▸ Data in this exercise
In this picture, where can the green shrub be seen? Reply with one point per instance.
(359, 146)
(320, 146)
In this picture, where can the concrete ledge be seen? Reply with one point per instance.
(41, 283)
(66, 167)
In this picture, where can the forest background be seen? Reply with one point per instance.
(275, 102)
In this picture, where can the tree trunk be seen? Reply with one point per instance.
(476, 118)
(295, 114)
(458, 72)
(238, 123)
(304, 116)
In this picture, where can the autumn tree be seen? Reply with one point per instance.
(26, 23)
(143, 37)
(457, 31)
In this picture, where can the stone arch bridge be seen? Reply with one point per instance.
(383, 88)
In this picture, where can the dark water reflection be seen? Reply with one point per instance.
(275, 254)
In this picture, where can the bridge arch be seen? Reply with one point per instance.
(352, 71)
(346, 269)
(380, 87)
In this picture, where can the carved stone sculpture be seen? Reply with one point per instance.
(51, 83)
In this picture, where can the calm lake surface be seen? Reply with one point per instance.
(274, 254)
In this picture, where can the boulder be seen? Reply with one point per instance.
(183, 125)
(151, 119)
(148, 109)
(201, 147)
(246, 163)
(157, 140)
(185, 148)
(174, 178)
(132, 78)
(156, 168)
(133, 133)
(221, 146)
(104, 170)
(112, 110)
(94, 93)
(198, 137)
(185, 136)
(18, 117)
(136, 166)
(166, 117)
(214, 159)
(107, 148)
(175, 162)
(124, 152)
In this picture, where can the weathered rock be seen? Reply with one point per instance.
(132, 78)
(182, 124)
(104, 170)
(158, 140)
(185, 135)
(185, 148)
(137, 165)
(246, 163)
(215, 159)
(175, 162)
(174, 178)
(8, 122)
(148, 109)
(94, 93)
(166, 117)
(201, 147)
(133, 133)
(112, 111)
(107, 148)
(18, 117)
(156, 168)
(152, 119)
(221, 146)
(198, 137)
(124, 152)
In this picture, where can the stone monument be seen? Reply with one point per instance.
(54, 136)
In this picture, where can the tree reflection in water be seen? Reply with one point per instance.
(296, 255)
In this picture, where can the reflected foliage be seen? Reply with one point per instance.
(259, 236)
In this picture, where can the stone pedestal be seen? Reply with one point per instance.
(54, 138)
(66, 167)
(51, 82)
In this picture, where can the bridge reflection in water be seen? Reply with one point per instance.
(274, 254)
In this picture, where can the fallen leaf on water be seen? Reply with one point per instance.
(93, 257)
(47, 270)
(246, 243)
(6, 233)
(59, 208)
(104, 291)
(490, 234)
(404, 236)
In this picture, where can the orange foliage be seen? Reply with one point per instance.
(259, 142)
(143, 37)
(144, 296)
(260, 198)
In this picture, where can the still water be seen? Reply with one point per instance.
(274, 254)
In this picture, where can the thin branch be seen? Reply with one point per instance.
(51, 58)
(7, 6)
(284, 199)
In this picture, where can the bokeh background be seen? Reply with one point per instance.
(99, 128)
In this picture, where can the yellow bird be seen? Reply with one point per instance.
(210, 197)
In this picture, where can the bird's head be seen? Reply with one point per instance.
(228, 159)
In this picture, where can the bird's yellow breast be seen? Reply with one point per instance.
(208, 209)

▸ Work instruction
Repeat the records exactly, leaving out none of them.

▸ Solved exercise
In this picture, where can the green shrub be seen? Reply with one point per instance.
(359, 146)
(320, 146)
In this picture, where can the concrete ledge be seen? Reply with one point per instance.
(41, 283)
(66, 167)
In this picture, where can the forest background be seen? Reply with one point per instance.
(275, 102)
In this picture, where can the tree trunk be seen? Reply with one point per instance.
(476, 118)
(295, 114)
(458, 72)
(238, 123)
(304, 116)
In this picture, where can the autumn tree be seen? Reply with one point per instance.
(26, 23)
(143, 37)
(457, 31)
In this picture, where can the stone arch bridge be seen? Reply with one point per instance.
(383, 88)
In this picture, where can the dark water reflection be seen? Reply with one point per instance.
(275, 254)
In this picture, where can the bridge arch be seen? Reply with one point per instance.
(352, 71)
(346, 269)
(380, 87)
In this picture, where can the carved stone sculpture be seen? Reply with one point per instance.
(51, 83)
In this picture, where can the calm lake surface be seen? Reply with one point per instance.
(274, 254)
In this picture, where can the boulder be seen? Reply with one point per instance.
(183, 125)
(151, 119)
(148, 109)
(201, 147)
(246, 163)
(157, 140)
(185, 148)
(174, 178)
(132, 78)
(156, 168)
(133, 133)
(221, 146)
(104, 170)
(112, 110)
(94, 93)
(198, 137)
(185, 136)
(18, 117)
(136, 166)
(166, 117)
(214, 159)
(107, 148)
(175, 162)
(124, 152)
In this picture, where can the weathered rock be seen? Reply with one point per instance.
(132, 78)
(182, 124)
(104, 170)
(158, 140)
(185, 135)
(185, 148)
(137, 165)
(246, 163)
(215, 159)
(175, 162)
(174, 178)
(8, 122)
(148, 109)
(94, 93)
(166, 117)
(201, 147)
(133, 133)
(112, 111)
(107, 148)
(18, 117)
(156, 168)
(152, 119)
(221, 146)
(198, 137)
(124, 152)
In this picture, where can the stone monument be seen? Reply with one point per instance.
(54, 136)
In this picture, where can the tree reflection in water be seen? Reply with one point per instance.
(296, 255)
In this picture, where can the reflected foliage be seen? Reply with one point per instance.
(259, 236)
In this picture, where can the stone pedestal be seen? Reply with one point per instance.
(54, 138)
(66, 167)
(51, 82)
In this picture, where can the bridge reflection in water be seen? Reply with one point per instance.
(274, 254)
In this picture, where can the fallen leaf on water be seen? Reply with one point per instance.
(93, 257)
(47, 270)
(246, 243)
(6, 233)
(59, 208)
(104, 291)
(490, 234)
(404, 236)
In this picture, where can the orange foliage be seen? Reply with one point per instance.
(259, 142)
(143, 37)
(144, 296)
(260, 198)
In this picture, where can the still water be seen? Reply with one point per instance.
(274, 254)
In this picture, where can the thin branch be seen? Reply with one point per instance.
(51, 58)
(7, 6)
(284, 199)
In this picture, where can the bokeh background be seen? Reply with one point per instance.
(99, 128)
In this picture, where can the yellow bird be seen? Reply with one point per instance.
(210, 197)
In this picture, where can the bird's head be seen? Reply with one point per instance.
(228, 159)
In this picture, where can the bird's yellow breast be seen? Reply with one point per instance.
(208, 209)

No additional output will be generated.